Task details
Starting with the line containing "building in background -> box" and going on through the line containing "man's thigh -> box", return the lines of the data below exactly, and only those.

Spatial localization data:
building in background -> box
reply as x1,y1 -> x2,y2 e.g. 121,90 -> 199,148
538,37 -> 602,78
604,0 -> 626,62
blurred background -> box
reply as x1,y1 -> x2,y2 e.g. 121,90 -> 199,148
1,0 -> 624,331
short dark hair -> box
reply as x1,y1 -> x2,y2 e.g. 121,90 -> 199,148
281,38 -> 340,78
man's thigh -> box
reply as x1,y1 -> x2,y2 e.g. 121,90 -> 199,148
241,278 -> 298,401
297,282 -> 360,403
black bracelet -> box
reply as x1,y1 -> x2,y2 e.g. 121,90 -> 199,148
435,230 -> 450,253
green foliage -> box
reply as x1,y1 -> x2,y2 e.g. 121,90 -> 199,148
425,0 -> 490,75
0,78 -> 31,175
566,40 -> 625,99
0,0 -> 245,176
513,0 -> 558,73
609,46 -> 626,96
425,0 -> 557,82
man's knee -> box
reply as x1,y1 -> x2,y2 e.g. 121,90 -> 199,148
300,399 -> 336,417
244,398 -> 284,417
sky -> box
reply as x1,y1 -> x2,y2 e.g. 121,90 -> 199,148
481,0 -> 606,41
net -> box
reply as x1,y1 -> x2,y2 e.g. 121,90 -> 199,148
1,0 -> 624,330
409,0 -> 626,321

---

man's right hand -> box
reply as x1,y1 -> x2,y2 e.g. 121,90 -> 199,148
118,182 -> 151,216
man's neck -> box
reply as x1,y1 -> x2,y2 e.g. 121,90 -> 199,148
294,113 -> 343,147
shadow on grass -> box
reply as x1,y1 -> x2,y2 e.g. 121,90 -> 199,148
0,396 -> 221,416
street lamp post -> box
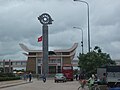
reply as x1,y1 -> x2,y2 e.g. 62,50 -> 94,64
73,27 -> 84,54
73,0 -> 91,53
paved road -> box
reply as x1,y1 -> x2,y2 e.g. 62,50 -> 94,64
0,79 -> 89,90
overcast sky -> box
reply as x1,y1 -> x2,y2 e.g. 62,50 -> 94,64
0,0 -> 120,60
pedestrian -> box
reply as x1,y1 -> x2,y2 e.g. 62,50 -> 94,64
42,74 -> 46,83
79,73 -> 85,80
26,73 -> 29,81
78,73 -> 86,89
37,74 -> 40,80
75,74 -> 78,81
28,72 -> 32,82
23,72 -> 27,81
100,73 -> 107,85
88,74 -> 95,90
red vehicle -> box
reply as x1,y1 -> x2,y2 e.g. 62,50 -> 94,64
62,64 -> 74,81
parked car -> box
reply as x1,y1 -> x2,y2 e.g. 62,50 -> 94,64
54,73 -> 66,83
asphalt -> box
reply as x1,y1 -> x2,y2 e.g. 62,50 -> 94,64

Answer area
building in background -> box
reply as x1,y1 -> x2,y2 e.g. 121,90 -> 199,148
538,37 -> 602,78
604,0 -> 626,62
blurred background -> box
reply as x1,y1 -> x2,y2 e.g. 121,90 -> 199,148
1,0 -> 624,331
short dark hair -> box
reply as x1,y1 -> x2,y2 e.g. 121,90 -> 199,148
281,38 -> 340,78
man's thigh -> box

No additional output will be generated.